→ **EXERCISE DETAILS**: Count the lines in the items below that contain the word "example", matching case exactly. Reply with the number alone.

-- -- --

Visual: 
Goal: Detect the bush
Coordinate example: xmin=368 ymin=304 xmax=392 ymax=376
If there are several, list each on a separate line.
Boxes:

-- -- --

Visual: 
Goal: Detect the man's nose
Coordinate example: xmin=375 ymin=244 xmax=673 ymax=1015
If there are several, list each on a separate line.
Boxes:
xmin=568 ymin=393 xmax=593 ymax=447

-- -- --

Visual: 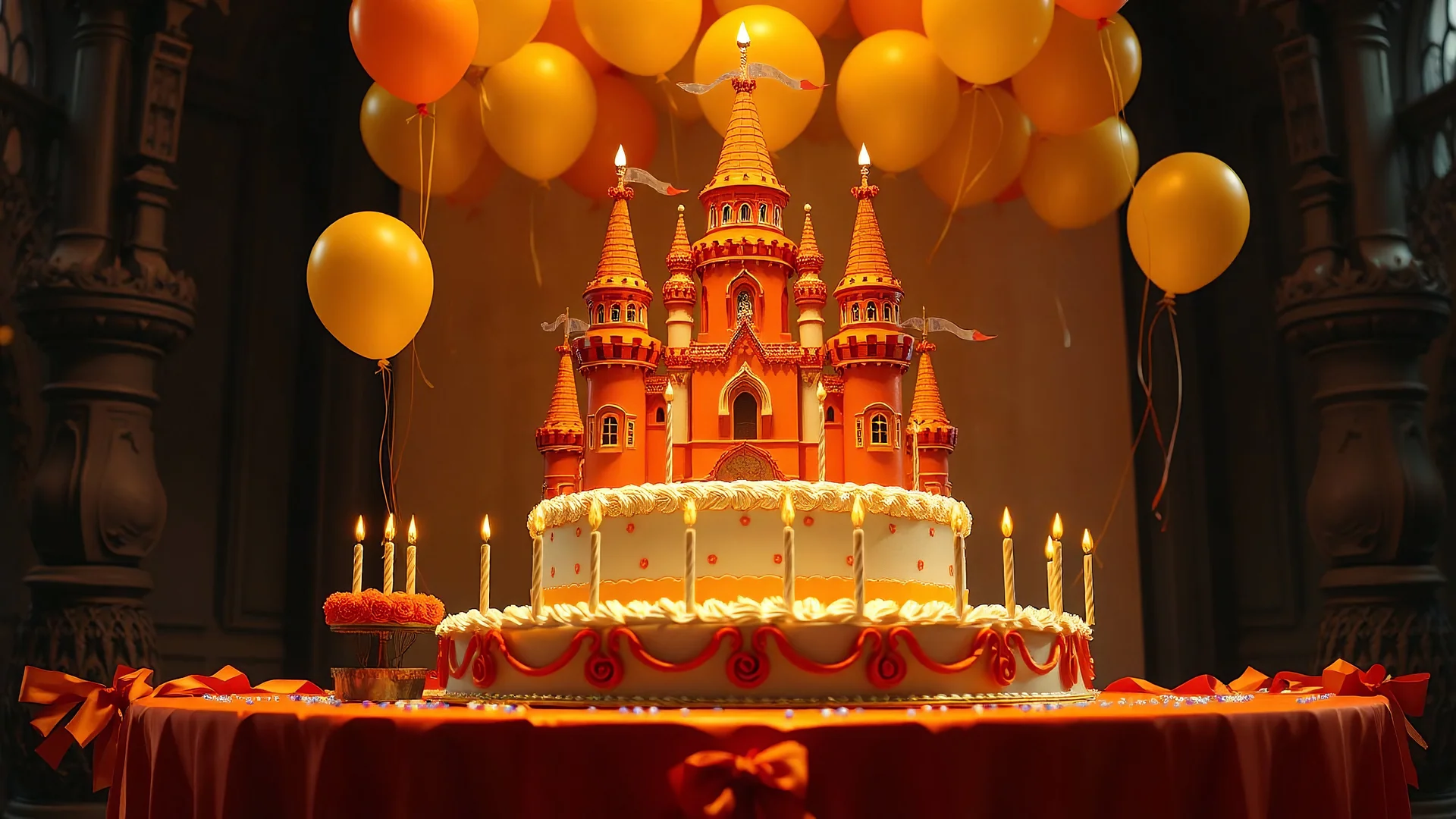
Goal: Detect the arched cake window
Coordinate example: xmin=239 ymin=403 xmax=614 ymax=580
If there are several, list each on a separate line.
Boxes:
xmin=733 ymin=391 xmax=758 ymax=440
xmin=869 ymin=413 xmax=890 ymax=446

-- -- --

→ **TASK RESULT**: 3